## SOURCE TEXT
4) minor amounts of reinforcement can come in throughout the game, in
the
form of off-planet mercs or a rather nebulously-defined process of
replacing
a factions original chits (the locals can replace about 80% of their
troops
over the game, the Terrans have enough to completely replace their
losses
once)

Now, here's my mental block: I'm trying to figure out a backstory to
explain
why the Terrans (crumbling empire or not) don't just smother the planet
with
reinforcements (we assume no orbital bombardment for a seperate
handwave,
although I could work it into the big explanation too).  I've been
working
on a few ideas, I'll throw them out here, but I could really use some
feedback on what I've got, or new ideas as well.  The game (with the
exception of the recruited mercs, and the variant game where aliens
invade)
is all planetbound, so there's no real explanation about how
interstellar
travel works in the setting.  Ideas:

1) mass interstellar travel requires some sort of stargate/wormhole
thing;
control over this network is what makes the Empire the Empire.	The
question
is why don't the Terrans just swarm through this thing...
1a) assuming the above, the Terran Consul pulls the plug on the gate.  I
need help with a solid reason why he'd do this, however, as it seems to
me
he's got more to gain by keeping it open for reinforcements/retreat. 
Maybe
the Empire is so weak that the rebellion would spread like wildfire?

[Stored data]
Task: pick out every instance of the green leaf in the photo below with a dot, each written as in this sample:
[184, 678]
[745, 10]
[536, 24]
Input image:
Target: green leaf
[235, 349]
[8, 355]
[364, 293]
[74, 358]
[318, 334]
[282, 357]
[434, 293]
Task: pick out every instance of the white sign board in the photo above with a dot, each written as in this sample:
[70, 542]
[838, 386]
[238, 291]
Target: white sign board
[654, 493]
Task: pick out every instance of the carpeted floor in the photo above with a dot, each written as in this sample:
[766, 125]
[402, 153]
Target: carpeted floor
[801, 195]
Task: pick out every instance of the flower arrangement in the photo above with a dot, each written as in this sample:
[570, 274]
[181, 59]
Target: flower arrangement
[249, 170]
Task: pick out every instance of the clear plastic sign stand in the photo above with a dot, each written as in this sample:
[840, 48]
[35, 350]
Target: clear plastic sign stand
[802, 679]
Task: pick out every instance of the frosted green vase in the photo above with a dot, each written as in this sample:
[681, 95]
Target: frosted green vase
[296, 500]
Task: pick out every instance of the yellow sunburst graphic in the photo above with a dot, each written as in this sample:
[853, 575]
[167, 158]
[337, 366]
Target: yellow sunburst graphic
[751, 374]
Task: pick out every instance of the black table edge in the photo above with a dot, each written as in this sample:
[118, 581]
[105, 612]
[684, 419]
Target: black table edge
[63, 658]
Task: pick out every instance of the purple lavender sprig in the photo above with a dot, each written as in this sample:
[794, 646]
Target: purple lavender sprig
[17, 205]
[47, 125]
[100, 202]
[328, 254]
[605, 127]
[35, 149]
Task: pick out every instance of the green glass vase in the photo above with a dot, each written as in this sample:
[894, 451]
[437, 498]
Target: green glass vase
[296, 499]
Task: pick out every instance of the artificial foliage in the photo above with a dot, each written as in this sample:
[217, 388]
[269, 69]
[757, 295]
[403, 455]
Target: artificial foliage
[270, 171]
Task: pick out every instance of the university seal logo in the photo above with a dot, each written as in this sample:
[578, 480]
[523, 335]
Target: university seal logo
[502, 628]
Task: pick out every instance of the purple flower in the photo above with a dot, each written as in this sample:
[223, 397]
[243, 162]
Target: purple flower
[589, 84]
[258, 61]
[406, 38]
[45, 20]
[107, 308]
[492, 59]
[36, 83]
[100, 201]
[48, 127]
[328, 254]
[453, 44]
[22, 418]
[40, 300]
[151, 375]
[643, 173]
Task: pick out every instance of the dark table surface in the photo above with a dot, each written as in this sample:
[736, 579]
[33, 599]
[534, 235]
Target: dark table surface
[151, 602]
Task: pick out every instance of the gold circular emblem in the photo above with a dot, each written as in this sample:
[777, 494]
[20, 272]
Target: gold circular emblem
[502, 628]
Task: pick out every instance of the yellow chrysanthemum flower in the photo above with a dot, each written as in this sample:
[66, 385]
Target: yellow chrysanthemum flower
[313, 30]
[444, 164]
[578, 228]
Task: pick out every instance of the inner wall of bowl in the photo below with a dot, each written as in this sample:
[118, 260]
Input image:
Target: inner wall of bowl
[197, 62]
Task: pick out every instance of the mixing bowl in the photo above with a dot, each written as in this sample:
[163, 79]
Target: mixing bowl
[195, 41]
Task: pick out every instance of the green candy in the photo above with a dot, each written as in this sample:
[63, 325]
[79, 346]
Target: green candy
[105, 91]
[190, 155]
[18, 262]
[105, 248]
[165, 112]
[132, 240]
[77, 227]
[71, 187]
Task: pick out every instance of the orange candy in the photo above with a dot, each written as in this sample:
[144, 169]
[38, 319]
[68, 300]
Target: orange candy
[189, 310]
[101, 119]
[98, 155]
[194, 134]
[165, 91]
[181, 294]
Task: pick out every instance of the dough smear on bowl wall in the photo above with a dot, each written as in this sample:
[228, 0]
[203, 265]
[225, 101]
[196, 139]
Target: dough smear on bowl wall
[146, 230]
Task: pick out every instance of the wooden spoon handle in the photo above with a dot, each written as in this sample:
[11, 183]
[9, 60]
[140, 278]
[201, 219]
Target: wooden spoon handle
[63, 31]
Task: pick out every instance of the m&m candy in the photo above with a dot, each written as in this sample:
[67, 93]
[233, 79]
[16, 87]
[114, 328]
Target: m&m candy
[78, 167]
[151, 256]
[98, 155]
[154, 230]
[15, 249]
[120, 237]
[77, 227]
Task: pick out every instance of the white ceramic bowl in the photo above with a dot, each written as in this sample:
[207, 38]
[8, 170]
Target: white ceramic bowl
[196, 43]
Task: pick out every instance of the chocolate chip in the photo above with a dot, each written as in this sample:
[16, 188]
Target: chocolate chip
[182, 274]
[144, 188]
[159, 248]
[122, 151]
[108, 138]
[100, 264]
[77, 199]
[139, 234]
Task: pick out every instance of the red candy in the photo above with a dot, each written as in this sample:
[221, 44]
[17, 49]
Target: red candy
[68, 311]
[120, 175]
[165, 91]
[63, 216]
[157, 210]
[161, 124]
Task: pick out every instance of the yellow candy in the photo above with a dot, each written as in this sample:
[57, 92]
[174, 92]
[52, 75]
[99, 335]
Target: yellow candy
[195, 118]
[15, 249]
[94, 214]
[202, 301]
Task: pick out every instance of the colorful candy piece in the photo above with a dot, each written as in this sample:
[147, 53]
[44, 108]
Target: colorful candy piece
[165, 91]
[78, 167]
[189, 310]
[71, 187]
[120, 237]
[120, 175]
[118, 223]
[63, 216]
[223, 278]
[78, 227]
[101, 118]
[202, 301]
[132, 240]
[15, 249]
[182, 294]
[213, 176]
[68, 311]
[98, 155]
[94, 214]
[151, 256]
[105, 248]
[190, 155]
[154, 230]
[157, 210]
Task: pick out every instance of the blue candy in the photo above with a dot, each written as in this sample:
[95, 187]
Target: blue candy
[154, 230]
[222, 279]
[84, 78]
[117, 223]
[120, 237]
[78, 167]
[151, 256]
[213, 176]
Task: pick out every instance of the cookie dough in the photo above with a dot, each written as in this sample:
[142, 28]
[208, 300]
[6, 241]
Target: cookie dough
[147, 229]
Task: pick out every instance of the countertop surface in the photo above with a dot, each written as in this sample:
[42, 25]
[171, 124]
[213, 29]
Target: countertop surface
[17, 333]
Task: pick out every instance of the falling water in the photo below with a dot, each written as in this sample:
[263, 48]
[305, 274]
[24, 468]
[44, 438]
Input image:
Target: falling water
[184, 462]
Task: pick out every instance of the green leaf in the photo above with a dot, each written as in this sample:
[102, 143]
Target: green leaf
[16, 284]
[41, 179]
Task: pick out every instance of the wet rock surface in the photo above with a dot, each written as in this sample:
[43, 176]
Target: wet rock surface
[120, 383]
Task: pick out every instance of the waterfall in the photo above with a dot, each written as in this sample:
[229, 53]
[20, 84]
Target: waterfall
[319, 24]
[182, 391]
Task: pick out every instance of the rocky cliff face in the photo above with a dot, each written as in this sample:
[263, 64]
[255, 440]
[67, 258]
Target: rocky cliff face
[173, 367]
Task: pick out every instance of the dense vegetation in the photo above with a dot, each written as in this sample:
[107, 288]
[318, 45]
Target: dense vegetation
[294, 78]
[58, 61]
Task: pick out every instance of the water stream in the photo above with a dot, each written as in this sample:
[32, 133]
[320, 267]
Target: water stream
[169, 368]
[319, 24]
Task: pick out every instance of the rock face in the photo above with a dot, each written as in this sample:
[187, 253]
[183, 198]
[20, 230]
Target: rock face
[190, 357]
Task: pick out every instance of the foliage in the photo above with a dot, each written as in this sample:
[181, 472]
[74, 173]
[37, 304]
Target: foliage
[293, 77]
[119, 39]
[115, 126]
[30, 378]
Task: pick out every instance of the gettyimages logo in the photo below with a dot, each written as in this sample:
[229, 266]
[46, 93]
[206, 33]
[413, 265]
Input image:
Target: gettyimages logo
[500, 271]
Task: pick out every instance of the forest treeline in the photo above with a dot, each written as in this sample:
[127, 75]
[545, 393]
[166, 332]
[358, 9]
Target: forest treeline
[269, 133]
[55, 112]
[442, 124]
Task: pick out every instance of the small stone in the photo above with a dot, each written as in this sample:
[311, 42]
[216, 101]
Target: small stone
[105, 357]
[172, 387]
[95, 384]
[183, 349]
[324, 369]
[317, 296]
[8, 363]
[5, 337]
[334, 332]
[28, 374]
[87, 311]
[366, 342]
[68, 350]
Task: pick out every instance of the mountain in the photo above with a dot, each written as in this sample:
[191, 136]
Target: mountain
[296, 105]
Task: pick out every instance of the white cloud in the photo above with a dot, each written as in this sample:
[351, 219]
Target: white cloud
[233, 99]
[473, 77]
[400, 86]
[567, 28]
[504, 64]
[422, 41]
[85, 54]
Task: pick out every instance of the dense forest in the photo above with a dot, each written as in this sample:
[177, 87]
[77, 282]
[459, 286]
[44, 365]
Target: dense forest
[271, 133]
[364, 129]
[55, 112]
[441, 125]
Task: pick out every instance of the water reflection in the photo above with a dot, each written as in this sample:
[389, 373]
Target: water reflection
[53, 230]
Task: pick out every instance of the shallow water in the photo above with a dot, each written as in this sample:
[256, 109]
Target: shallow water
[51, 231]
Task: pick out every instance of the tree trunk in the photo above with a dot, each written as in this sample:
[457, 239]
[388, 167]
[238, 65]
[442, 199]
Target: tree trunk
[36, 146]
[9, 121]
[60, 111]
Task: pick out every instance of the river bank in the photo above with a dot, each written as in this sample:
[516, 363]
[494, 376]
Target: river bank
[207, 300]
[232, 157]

## TO DO
1. According to the game backstory post, roughly what share of their troops can the locals replace over the course of the game?
2. Retype the game backstory post word for word from "1a) assuming the" to "spread like wildfire?".
3. Write what comes next in the game backstory post, picking up after its final sentence.

## RESULTS FOR THE EXERCISE
1. About 80% of their troops.

2.
1a) assuming the above, the Terran Consul pulls the plug on the gate.  I
need help with a solid reason why he'd do this, however, as it seems to
me
he's got more to gain by keeping it open for reinforcements/retreat. 
Maybe
the Empire is so weak that the rebellion would spread like wildfire?

3.
Maybe
the gates all share a main hub, and it's SOP that if a world goes
renegade
the consul has to pull it out of the web so they don't rampage all over
the
place?
1b) again assuming the above about interstellar travel, the Rebels blow
up
the gate to prevent Impy reinforcements.  More straightforward, but it
presumes a certain degree of incompetence on the part of the Consul,
which
I'm not sure I like

Both of these have the benefit of allowing a big, plot-important moment;
either when the Terran Consul solemnly invokes his vow and disentangles
the
quantum kajiggers that run the thing, or when the rebels bravely nuke
the
thing

2) travel is by some more 'traditional' 80's sci-fi warp or jump drives,
with travel times to Antares being prohibitive, or at least long enough
to
be less of a military consideration and more of a 'what do we do in a
century if/when the Terran reinforcements arrive.'  The mercs are all
local
to this part of space and have been doing spot-work on the unstable
planet
already, so when full-on war breaks out they're all in orbit taking bids
via
radio.	The downside of this one is that there's no big 'OMG' moment;
the
upside is that it's probably more faithful to the 80's vibe of the
setting.

Thoughts/feedback - again, either on these ideas, or if you've got some
oddball notion of your own.  Again, I'm not trying to write a whole
entire
background (not yet, at least), but I'd like to have the big picture
figured
out so that if I gin up a campaign setting out of this it will be at
least
internally consistent.	Thanks in advance!